*** 提取文本

4. 归并连接(Merge Join)- 详细实现

def merge_join(outer, inner, join_attr):
    """归并连接 - 详细实现"""
    # 如果输入未排序,需要先排序(这里假设已排序或已预处理)
    outer_sorted = external_sort(outer, join_attr) if not is_sorted(outer) else outer
    inner_sorted = external_sort(inner, join_attr) if not is_sorted(inner) else inner

    outer_iter = iter(outer_sorted)
    inner_iter = iter(inner_sorted)

    results = []
    outer_tuple = next(outer_iter, None)
    inner_tuple = next(inner_iter, None)

    # 用于处理重复键
    inner_buffer = []
    current_inner_key = None

    while outer_tuple and inner_tuple:
        outer_key = get_attr(outer_tuple, join_attr)
        inner_key = get_attr(inner_tuple, join_attr)

        if outer_key == inner_key:
            # 处理内表当前键的所有元组
            if inner_key != current_inner_key:
                # 新的键,重新收集内表元组
                inner_buffer = []
                temp_inner = inner_tuple
                while temp_inner and get_attr(temp_inner, join_attr) == inner_key:
                    inner_buffer.append(temp_inner)
                    temp_inner = next(inner_iter, None)
                current_inner_key = inner_key
                inner_tuple = temp_inner

            # 处理外表当前键的所有元组
            temp_outer = outer_tuple
            while temp_outer and get_attr(temp_outer, join_attr) == outer_key:
                # 与内表当前键的所有元组连接
                for inner_match in inner_buffer:
                    results.append(combine(temp_outer, inner_match))
                temp_outer = next(outer_iter, None)

            outer_tuple = temp_outer

        elif outer_key < inner_key:
            outer_tuple = next(outer_iter, None)
        else:
            inner_tuple = next(inner_iter, None)

    return results

# I/O成本:如果已排序:B(outer) + B(inner)
#         如果需要排序:排序成本 + B(outer) + B(inner)

******

待办问题
A - 将清单中从含“of the white”的那一行到含“[(339, 344)]”的那一行（两端都算）的部分整理成两列 CSV，列名为“请求”和“结果”。每条请求占一行，两个字段都加引号，字段内的换行改为空格。
B - 请从归并连接实现这段文字的末尾接着往下写。

*** 所给材料

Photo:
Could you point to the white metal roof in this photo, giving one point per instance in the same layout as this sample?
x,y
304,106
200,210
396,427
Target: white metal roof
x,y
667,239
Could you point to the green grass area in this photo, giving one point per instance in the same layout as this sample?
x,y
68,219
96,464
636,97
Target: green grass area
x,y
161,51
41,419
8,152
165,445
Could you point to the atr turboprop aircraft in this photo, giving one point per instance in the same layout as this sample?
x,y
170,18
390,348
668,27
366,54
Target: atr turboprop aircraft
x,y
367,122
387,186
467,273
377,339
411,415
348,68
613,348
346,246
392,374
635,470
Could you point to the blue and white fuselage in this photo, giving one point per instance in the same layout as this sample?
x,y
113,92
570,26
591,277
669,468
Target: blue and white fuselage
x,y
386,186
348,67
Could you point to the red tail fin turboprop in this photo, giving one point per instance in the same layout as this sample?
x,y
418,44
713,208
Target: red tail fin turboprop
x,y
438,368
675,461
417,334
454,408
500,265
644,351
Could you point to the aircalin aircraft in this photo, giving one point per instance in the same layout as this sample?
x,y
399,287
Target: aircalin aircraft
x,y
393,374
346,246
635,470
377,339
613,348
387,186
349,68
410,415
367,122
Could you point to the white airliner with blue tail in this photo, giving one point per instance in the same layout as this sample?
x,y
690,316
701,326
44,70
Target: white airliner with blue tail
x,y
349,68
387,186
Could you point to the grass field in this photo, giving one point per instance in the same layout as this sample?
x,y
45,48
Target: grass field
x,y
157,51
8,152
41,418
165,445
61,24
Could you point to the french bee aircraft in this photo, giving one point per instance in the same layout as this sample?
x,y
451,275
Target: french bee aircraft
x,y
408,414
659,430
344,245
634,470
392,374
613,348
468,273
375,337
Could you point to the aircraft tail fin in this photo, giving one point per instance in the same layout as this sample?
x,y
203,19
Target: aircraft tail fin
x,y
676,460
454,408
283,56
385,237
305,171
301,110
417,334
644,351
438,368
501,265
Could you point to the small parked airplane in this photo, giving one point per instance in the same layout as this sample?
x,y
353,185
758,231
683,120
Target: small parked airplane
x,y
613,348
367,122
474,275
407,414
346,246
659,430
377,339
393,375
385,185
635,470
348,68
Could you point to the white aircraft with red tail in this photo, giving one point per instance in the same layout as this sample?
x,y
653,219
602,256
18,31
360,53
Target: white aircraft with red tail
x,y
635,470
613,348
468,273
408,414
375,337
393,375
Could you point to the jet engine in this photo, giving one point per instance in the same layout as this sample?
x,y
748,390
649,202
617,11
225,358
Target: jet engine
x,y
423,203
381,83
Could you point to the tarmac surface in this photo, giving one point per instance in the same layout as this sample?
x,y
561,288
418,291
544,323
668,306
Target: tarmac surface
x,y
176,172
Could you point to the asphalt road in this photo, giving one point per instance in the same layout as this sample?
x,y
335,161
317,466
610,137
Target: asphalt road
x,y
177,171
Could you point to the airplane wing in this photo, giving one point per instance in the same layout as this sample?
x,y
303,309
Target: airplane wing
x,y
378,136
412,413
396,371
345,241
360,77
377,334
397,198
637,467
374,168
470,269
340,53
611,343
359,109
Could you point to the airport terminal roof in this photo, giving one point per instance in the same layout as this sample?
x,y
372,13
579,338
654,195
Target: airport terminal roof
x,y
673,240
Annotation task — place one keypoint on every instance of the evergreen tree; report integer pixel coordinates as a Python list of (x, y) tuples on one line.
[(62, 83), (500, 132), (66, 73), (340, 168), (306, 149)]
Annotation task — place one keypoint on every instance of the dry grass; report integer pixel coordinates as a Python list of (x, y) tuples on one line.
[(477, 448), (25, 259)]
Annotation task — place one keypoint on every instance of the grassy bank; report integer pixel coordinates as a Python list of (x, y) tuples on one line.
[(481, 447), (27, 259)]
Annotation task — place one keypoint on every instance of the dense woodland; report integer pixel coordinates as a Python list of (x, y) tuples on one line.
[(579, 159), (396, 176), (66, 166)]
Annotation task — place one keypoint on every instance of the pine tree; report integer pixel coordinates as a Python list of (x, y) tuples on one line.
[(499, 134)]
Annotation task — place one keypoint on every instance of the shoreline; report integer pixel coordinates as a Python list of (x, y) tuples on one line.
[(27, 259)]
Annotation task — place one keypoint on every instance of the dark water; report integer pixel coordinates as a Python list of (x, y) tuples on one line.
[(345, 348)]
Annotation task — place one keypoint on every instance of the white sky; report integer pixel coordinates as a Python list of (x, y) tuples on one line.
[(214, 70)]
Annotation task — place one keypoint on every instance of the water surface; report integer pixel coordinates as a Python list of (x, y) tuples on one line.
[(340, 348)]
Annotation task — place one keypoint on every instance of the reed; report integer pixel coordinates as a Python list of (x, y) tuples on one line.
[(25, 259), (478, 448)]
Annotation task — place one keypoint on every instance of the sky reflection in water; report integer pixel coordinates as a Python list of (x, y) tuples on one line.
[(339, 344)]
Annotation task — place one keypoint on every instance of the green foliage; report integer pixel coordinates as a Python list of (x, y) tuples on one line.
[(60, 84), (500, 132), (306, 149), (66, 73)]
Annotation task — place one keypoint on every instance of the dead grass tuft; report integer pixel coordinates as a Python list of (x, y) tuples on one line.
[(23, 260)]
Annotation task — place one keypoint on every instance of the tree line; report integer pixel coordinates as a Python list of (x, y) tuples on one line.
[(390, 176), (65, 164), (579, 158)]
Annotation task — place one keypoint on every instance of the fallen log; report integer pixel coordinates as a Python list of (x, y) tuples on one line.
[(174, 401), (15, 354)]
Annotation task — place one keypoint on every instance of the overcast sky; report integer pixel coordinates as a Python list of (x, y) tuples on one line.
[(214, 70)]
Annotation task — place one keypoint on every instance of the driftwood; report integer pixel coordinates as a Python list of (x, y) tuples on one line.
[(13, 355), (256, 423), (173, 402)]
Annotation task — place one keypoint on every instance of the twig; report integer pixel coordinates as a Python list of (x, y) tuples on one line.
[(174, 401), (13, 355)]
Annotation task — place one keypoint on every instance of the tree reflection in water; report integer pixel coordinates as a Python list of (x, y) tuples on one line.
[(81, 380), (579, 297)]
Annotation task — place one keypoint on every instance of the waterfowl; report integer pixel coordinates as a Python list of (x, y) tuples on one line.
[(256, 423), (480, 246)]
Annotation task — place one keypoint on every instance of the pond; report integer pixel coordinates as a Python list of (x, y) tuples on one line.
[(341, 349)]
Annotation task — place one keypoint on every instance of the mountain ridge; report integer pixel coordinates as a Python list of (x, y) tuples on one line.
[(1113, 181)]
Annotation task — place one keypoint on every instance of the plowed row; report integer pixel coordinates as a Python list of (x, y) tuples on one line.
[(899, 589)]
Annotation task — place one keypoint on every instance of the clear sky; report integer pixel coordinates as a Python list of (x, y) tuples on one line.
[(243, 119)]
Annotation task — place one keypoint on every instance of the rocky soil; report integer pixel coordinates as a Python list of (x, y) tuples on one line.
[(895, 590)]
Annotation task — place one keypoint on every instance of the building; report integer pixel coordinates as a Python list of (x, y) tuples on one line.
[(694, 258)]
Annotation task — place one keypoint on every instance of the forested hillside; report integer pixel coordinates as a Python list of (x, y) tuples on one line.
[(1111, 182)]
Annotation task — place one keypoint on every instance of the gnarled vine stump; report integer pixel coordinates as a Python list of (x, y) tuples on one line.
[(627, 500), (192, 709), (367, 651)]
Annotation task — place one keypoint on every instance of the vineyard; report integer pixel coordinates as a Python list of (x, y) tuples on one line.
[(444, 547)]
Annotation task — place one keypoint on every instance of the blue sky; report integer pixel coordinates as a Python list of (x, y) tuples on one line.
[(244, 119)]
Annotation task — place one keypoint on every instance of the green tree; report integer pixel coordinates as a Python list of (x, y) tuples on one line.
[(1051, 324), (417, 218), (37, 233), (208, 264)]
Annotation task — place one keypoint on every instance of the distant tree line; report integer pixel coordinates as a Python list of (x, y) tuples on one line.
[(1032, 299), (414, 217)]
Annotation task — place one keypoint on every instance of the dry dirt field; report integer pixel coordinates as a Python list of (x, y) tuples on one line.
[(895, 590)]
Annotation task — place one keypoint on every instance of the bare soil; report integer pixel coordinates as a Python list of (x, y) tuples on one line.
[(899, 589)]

******

任务解答
A -
请求,结果
"Annotation task — place one keypoint on every instance of the white sky; report integer pixel coordinates as a Python list of (x, y) tuples on one line.","[(214, 70)]"
"Annotation task — place one keypoint on every instance of the water surface; report integer pixel coordinates as a Python list of (x, y) tuples on one line.","[(340, 348)]"
"Annotation task — place one keypoint on every instance of the reed; report integer pixel coordinates as a Python list of (x, y) tuples on one line.","[(25, 259), (478, 448)]"
"Annotation task — place one keypoint on every instance of the sky reflection in water; report integer pixel coordinates as a Python list of (x, y) tuples on one line.","[(339, 344)]"

B -
5. 连接算法性能对比

算法 最佳适用场景 I/O成本 内存需求 前提条件
嵌套循环 小表连接 B(O) + O ×B(I)
块嵌套循环 中等表连接 B(O) + ⌈B(O)/(M-1)⌉×B(I) M页缓冲区
散列连接 等值连接,内存足够 B(O) + B(I) 高(容纳内表) 等值条件
分区散列 大表等值连接 3×(B(O)+B(I)) 中等 等值条件
索引连接 内表有索引 B(O) + O ×(H + C/P) 索引存在
归并连接 已排序或需排序 B(O) + B(I) + 排序成本 中等 可排序

6. 连接算法选择策略

def choose_join_algorithm(outer_size, inner_size, join_condition, 
                         available_indexes, buffer_size):
    """选择最优的连接算法"""

    B_outer = outer_size.pages
    B_inner = inner_size.pages

    # 检查是否为等值连接
    is_equijoin = is_equality_condition(join_condition)
    join_attr = get_join_attribute(join_condition) if is_equijoin else None

    # 算法选择逻辑
    if B_inner <= buffer_size - 2 and is_equijoin:
        # 内表能放入内存,使用散列连接
        return "Hash Join"

    elif available_indexes and join_attr in available_indexes:
        # 有可用索引,使用索引连接
        return "Index Join"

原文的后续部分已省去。